- WRITTEN PROBLEM A
List each line of the entries below that includes the string "sandy".

- SOURCE DOCUMENT
━━━━━━━━━━━━━━━━━━━━━━━━━━━━━━
Figure 3. FIE coefficients (a) and FID scores (b) versus NFE for distinct noise scale functions. 1st-order solver is used here with the pretrained EDM. In the solution space of ER SDE, ODE solver shows minimal one-step prediction errors. ER SDE 4 demonstrates elevated error in the initial 100 NFE and gradually converges to the ODE’s error profile. Thus, ER SDE 4 exhibit comparable efficiency to ODE solver but can further generate high-quality images. Image quality deteriorates for ill-suited noise scale functions (like ER SDE 2).

We observe that one-step prediction errors of both VE SDE and VP SDE are influenced by the First-order Itô-Taylor Expansion (FIE) coefficient  $1 - \frac{\phi(x_t)}{\phi(x_s)}$ , which is only determined by the noise scale function  $\phi(x)$  introduced in the reverse process. As  $\phi(x)$  is arbitrary, different noise scale functions correspond to different solutions, collectively forming the solution space of ER SDE (here we borrow the concept of solution space from linear algebra [22]).

**ODE Solvers exhibit rapid sampling capability while SDE Solvers demonstrate high-quality sampling ability:** Taking the first order approximation of VE SDE as an example, an intuitive strategy for reducing one-step prediction errors is to decrease the FIE coefficient. Due to  $\frac{\phi(\sigma_t)}{\phi(\sigma_s)} \leq \frac{\sigma_t}{\sigma_s}$  (see Supp.1.9), the minimum value for the FIE coefficient is  $1 - \frac{\sigma_t}{\sigma_s}$ . Interestingly, when the FIE coefficient reaches its minimum value, the ER SDE precisely reduces to ODE (in this case,  $\phi(\sigma) = \sigma$ ). This implies that ODE solvers possess the minimal one-step prediction error, theoretically explaining the strong rapid sampling capabilities observed in Fig.1. Further analysis in Supp.1.8 reveals that ER SDE reduces to the reverse-time SDE when  $\phi(\sigma) = \sigma^2$ . In theory, smaller one-step prediction errors lead to higher image generation quality in the small NFE regime. However, why do SDE solvers produce higher-quality images compared with ODE solvers when increasing NFE further? This is because the larger FIE coefficient of SDE solvers corresponds to more noise during the reverse process, which gradually corrects the accumulated prediction errors [14]. As shown in Fig.3(a), ODE Solvers have the minimal FIE coefficient, thus demonstrating rapid sampling capability in Fig.3(b) in the small

NFE regime. However, once the noise gradually corrects the accumulated prediction errors, SDE Solvers exhibit greater potential for more efficient high-quality sampling.
━━━━━━━━━━━━━━━━━━━━━━━━━━━━━━
- SOURCE DATA
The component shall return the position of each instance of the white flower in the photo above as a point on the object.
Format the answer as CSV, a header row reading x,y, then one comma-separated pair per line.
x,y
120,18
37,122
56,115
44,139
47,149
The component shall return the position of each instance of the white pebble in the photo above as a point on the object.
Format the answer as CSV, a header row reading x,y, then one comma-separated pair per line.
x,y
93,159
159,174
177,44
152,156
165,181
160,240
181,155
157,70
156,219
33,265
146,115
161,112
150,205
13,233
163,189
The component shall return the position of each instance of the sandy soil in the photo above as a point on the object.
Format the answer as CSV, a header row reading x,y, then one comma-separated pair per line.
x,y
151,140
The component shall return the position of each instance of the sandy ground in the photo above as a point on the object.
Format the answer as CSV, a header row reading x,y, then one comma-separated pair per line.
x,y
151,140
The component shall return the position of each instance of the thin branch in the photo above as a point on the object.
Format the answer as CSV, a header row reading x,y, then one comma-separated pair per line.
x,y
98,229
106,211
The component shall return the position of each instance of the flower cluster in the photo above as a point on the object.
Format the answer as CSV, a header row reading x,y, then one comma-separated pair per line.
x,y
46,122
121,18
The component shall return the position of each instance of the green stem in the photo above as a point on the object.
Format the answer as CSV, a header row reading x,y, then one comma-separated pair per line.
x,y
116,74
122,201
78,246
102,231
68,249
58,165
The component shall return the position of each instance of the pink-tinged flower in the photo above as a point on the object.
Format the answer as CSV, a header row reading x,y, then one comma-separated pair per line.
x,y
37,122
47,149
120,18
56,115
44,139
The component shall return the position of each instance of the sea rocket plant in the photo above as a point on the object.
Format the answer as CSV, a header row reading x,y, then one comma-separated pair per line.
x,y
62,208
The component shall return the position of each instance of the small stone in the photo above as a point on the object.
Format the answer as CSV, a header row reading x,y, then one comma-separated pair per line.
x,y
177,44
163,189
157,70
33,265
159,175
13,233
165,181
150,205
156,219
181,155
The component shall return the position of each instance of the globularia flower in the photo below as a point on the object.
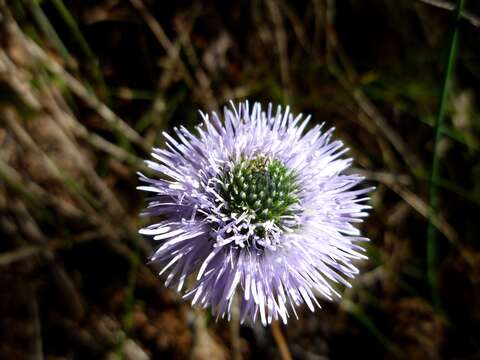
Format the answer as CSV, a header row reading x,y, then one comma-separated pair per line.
x,y
255,207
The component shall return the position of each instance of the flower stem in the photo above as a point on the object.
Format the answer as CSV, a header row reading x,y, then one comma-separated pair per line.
x,y
280,340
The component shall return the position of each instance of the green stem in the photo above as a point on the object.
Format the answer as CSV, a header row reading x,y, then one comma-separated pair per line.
x,y
432,234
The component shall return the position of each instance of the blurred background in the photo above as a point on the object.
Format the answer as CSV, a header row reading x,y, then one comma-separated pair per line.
x,y
86,89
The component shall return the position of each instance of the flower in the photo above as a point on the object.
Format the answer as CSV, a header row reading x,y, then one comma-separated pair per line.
x,y
255,207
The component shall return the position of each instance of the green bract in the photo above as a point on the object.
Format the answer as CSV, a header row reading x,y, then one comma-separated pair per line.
x,y
262,186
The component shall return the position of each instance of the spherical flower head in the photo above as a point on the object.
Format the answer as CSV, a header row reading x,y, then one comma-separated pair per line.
x,y
257,208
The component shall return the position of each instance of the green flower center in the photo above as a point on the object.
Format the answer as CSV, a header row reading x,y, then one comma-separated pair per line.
x,y
261,186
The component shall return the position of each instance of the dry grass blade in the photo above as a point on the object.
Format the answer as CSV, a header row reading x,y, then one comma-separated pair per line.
x,y
472,19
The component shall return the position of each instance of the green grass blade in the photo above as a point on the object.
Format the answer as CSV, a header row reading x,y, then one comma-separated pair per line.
x,y
432,233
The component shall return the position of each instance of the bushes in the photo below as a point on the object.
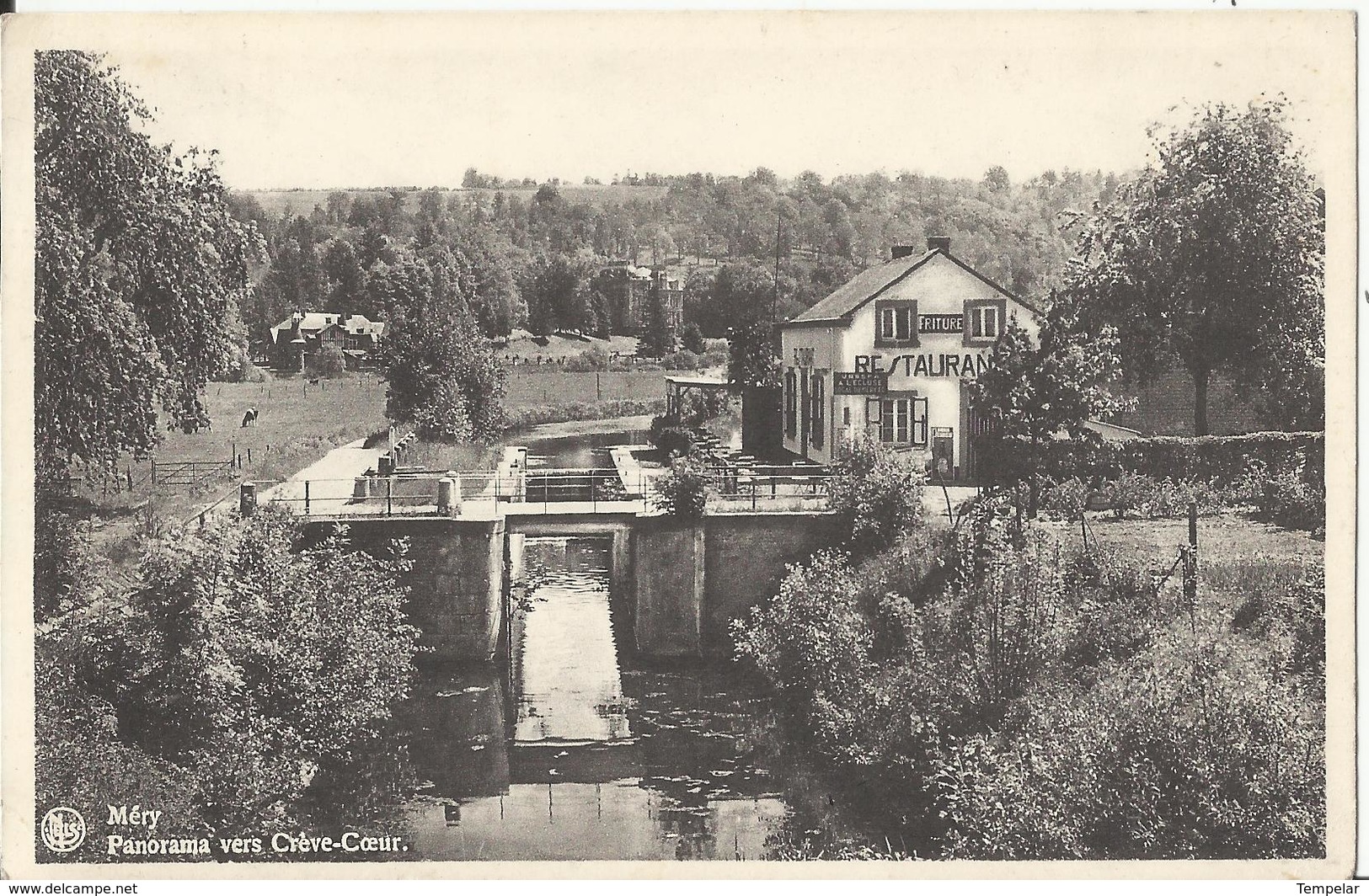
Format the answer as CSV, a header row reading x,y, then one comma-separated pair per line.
x,y
682,360
1287,499
234,669
683,491
1206,458
1022,702
1187,751
1291,499
875,494
671,435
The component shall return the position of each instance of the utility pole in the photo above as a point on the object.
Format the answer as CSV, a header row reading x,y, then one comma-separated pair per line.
x,y
779,219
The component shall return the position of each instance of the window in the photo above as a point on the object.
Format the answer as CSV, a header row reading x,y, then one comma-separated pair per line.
x,y
896,323
816,415
790,404
901,420
985,322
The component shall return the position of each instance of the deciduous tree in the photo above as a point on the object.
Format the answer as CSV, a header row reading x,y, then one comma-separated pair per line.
x,y
1215,256
140,269
1035,392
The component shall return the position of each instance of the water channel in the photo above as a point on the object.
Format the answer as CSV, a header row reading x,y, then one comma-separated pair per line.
x,y
576,749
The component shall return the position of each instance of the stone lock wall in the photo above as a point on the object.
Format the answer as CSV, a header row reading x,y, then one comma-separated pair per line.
x,y
456,584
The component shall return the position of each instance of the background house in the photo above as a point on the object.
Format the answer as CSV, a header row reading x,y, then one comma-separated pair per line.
x,y
628,289
304,333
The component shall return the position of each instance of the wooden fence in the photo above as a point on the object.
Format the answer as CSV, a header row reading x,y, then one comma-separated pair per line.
x,y
190,472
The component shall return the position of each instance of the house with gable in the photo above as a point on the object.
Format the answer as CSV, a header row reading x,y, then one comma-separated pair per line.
x,y
891,353
304,333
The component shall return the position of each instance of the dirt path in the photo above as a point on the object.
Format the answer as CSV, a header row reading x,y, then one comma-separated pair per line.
x,y
329,480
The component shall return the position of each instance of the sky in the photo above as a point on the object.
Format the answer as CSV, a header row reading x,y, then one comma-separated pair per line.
x,y
400,100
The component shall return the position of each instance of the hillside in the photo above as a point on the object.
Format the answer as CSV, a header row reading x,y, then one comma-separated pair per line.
x,y
278,203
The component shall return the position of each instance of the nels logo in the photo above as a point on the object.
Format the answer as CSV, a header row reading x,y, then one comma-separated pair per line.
x,y
63,829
━━━━━━━━━━━━━━━━━━━━━━━━━━━━━━
- WRITTEN PROBLEM B
In the passage on ER SDE solvers above, which type of solver is stated to have the minimal one-step prediction error?

- RESPONSE A
The component shall return the position of each instance of the sandy soil in the photo above as a point on the object.
The component shall return the position of each instance of the sandy ground in the photo above as a point on the object.

- RESPONSE B
ODE solvers.